Work instruction >> What appears in the data must be reproduced exactly.

^^^^^^^^

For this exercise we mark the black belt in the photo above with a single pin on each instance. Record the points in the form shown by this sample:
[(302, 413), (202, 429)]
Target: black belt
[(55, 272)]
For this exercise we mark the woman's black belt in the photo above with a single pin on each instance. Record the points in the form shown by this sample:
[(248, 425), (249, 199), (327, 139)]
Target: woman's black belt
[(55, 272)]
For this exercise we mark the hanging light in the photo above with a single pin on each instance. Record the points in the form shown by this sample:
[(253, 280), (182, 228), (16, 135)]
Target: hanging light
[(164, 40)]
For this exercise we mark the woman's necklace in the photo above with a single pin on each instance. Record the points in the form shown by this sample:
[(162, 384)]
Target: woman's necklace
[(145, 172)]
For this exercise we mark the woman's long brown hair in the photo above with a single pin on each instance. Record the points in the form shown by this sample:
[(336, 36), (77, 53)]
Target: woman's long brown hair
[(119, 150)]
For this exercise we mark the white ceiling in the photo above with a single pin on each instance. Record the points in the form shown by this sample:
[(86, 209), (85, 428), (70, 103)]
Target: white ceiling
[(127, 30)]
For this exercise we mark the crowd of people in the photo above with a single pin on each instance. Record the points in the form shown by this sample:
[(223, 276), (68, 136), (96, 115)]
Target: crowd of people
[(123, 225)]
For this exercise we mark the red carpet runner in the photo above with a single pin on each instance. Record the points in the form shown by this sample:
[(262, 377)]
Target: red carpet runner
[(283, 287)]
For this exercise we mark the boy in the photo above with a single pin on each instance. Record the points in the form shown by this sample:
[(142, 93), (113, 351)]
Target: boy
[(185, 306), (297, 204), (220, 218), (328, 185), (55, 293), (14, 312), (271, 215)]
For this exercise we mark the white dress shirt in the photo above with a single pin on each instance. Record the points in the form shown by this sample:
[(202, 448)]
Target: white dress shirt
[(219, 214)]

^^^^^^^^

Expected answer >>
For this exercise we mark the black belt in the photo above with a single pin on each instance. Record the points in the form shown by this sample:
[(302, 413), (202, 429)]
Target: black belt
[(55, 272)]
For this exercise we mark the woman's black belt in the photo above with a single pin on each instance. Record the points in the form shown by this sample:
[(248, 425), (249, 199), (327, 139)]
Target: woman's black belt
[(55, 272)]
For this exercise we mark the hanging light in the photo above with a single pin on each instance. Record the points in the form shown by this sample:
[(253, 280), (182, 228), (16, 135)]
Target: hanging light
[(164, 40)]
For this exercise we mark the woman's necklace in the photo above with a single pin on each instance. Record the points in the form shown by this sample:
[(162, 384)]
Target: woman's necklace
[(145, 172)]
For this exercise we mark the woman's long brown hair in the photo above with a single pin on each instance. Record the points in the form shown by this sample:
[(336, 36), (77, 53)]
Target: woman's long brown hair
[(119, 150)]
For this exercise we mark the white ceiling in the photo above with a single pin on each instance. Record the points in the form shown by this sample:
[(86, 209), (85, 428), (70, 103)]
Target: white ceiling
[(127, 30)]
For this exercise we mark the crowd of people in the photo above with a single pin on each instance. Record the points in the form shown by this sample:
[(223, 276), (68, 136), (96, 115)]
Target: crowd of people
[(123, 225)]
For this exercise we mark the red carpet runner in the photo above with a single pin on each instance. Record the points in the form shown by this sample:
[(262, 377)]
Target: red carpet runner
[(283, 287)]
For this exercise we mark the boy in the photo above with a single pin on each instance. Record the points in the form shown by this sample:
[(142, 93), (113, 351)]
Target: boy
[(185, 306), (297, 204), (220, 218), (328, 185), (55, 293), (14, 312), (271, 215)]
For this exercise we mark the white dress shirt in the photo above with a single pin on each instance. Record the points in the form shown by this sample:
[(202, 448)]
Target: white dress shirt
[(219, 214)]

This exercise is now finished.